---- SELECTED EXCERPT

Mr. Wade also assures us that whites will keep their scientific and creative lead over the Chinese for “many generations, barring some major setback.” This is because we are genetically less conformist and more open to new ideas. And yet there is no mental plague in China that even approaches the conformity and closed-mindedness Mr. Wade is trying to combat with this book. The ease with which our rulers have driven common sense about race, sex, and nation underground shows how cowardly and conformist the heirs to the Industrial Revolution have become. If the Chinese succeed in widespread embryo selection—an openly eugenic practice that terrifies Westerners—they will outstrip us in one generation. Meanwhile, the West is filling up with the very people Mr. Wade tells us are genetically limited—Amerindians and Middle Easterners—while China remains resolutely Chinese.
Whistling past the graveyard
Mr. Wade writes that his book is an attempt “to dispel the fear of racism that overhangs discussion of human group differences and to begin to explore the far reaching implications of the discovery that human evolution has been recent, copious and regional.”

--------

TASK TO COMPLETE =
In the excerpt above, what does Mr. Wade say his book attempts to dispel?

---- INFORMATION SUPPLIED

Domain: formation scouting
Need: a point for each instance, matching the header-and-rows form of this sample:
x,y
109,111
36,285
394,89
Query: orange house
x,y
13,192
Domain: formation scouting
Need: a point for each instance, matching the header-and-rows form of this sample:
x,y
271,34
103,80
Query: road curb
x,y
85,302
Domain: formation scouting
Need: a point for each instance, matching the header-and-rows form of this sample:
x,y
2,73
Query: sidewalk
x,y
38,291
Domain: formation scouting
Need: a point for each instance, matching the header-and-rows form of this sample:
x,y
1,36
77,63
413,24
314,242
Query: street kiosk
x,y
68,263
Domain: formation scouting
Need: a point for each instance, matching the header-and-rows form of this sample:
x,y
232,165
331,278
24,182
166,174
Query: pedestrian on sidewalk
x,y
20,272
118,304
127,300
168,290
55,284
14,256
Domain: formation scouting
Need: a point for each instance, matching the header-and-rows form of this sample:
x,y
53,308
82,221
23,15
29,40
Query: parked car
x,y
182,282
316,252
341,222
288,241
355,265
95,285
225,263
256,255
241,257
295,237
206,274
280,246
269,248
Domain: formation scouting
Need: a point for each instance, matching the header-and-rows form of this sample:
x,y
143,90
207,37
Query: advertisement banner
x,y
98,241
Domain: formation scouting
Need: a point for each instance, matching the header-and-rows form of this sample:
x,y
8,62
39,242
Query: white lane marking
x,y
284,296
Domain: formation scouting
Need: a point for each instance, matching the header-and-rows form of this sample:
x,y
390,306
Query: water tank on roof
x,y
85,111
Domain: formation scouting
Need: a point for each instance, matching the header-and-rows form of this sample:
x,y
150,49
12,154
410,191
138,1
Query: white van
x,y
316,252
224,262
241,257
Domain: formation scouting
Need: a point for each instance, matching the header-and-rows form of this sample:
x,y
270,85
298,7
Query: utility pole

--------

WRITTEN ANSWER =
The fear of racism that overhangs discussion of human group differences.